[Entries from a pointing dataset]

————————

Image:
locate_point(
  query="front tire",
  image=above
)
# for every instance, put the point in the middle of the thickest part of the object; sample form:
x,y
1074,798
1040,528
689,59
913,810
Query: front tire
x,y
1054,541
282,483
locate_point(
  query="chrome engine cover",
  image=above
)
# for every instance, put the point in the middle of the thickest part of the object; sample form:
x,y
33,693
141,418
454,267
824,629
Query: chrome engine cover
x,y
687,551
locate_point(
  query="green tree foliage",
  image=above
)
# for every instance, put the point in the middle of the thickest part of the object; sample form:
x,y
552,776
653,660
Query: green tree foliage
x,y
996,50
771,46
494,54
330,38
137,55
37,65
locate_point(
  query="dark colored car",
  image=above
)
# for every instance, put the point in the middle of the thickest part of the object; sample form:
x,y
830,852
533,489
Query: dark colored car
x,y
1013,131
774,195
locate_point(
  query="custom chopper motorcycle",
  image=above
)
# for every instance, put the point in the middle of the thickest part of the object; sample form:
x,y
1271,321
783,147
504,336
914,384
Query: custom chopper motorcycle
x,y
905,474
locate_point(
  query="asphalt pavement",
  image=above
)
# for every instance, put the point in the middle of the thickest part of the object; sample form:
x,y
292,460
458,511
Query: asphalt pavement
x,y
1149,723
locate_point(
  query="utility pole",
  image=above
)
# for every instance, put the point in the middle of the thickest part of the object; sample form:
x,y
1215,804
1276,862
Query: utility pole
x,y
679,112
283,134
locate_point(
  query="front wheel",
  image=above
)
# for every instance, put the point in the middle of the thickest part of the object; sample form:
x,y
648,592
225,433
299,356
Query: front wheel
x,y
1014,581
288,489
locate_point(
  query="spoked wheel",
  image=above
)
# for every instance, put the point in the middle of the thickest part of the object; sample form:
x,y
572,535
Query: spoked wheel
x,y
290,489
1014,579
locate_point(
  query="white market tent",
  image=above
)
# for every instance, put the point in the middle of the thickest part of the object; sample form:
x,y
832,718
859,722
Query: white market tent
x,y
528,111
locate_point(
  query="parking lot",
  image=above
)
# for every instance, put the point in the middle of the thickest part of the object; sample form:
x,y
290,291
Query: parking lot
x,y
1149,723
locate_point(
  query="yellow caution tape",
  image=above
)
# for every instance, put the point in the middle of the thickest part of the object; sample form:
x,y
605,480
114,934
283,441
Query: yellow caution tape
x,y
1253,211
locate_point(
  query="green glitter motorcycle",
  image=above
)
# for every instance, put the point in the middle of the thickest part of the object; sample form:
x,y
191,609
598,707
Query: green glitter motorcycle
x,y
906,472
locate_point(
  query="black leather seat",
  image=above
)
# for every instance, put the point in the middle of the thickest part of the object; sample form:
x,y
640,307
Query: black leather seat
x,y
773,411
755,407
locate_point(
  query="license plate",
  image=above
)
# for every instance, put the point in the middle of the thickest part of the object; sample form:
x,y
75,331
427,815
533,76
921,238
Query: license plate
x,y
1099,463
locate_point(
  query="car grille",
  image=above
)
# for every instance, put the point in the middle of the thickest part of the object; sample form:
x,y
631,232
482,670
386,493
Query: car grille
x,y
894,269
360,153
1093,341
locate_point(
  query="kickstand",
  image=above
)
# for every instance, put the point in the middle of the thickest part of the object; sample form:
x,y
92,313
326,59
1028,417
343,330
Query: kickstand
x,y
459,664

————————

■ **Stated exercise**
Output every record above exactly as it appears.

■ **Task result**
Image:
locate_point(
  query="front tire",
  image=above
)
# for every instance, put the point in the middle of the thickest part of the object; sample form:
x,y
1074,798
1040,528
689,59
913,810
Query: front tire
x,y
1054,541
282,483
locate_point(
  query="chrome engine cover",
  image=above
)
# for every instance, put the point in the middle of the thickest part of the object; sample form:
x,y
33,693
141,418
454,267
824,629
Query: chrome engine cover
x,y
687,551
locate_point(
  query="green tree foliage",
  image=above
)
# for every instance, put the point in the middle of the thickest part of the object; sample form:
x,y
552,776
653,660
Query: green tree foliage
x,y
996,50
771,46
494,54
330,38
137,55
37,65
locate_point(
  query="dark colored car",
  image=above
)
# for every instance, put the point in the middle of the thickest part of the object; sample form:
x,y
830,852
533,489
Query: dark colored car
x,y
1013,131
774,195
locate_point(
  query="custom chopper motorcycle",
  image=above
)
# for every instance, put the point in the middle of the thickest part of the object; sample form:
x,y
1271,321
783,147
504,336
914,384
Query: custom chopper motorcycle
x,y
905,474
locate_point(
  query="asphalt pavement",
  image=above
)
# for every instance, put the point in the middle of the thickest part of the object; sample form:
x,y
292,460
458,511
Query: asphalt pavement
x,y
1149,723
locate_point(
  query="utility pole",
  image=above
)
# for every instance, put the point in the middle of the thickest part of the object; sample form:
x,y
1215,804
1276,862
Query: utility pole
x,y
679,112
283,134
locate_point(
  query="front wheel",
  image=above
)
# for every instance, put the point in the middle of the thickest part of the object; sample form:
x,y
648,592
225,433
299,356
Query: front wheel
x,y
1014,581
288,489
locate_point(
  query="spoked wheel",
  image=above
)
# for every instance, put the point in the middle of the thickest part of the object; sample form:
x,y
572,535
Query: spoked wheel
x,y
290,489
1014,579
locate_point(
  query="white market tent",
  image=above
)
# for every instance, put the point in the middle of the thickest part of the object; sample form:
x,y
832,718
859,722
Query: white market tent
x,y
528,111
locate_point(
  query="parking lot",
  image=above
)
# for every instance, put the point in the middle of the thickest part of the object; sample form:
x,y
290,291
Query: parking lot
x,y
1149,723
locate_point(
  query="yellow caution tape",
  image=above
)
# for every instance, put the point in the middle of the thickest part of the object; sample form:
x,y
605,480
114,934
283,441
Query: yellow caution tape
x,y
1253,211
locate_point(
  query="green glitter motorcycle",
  image=above
)
# for every instance, put the point in the middle of the thickest part of the object; sample form:
x,y
191,609
598,707
Query: green glitter motorcycle
x,y
906,472
locate_point(
  query="black leather seat",
  image=above
)
# for every instance, put the point in the middle of the thickest part of the object; sample form:
x,y
640,307
Query: black leather seat
x,y
773,411
755,407
locate_point(
  query="license plate",
  image=above
)
# for every instance, put the point in the middle of the thickest part of the object; sample form:
x,y
75,331
427,815
533,76
921,238
Query: license plate
x,y
1099,463
locate_point(
  query="car grille",
  image=above
)
# for every instance, put the point in the middle of the thickest part of the object; sample form:
x,y
631,232
482,670
386,493
Query: car grille
x,y
894,269
360,153
1093,341
locate_point(
  query="kickstand",
  image=above
)
# for every instance, put the point in the middle of the thickest part of the object; sample form:
x,y
92,313
326,59
1028,417
343,330
Query: kickstand
x,y
459,664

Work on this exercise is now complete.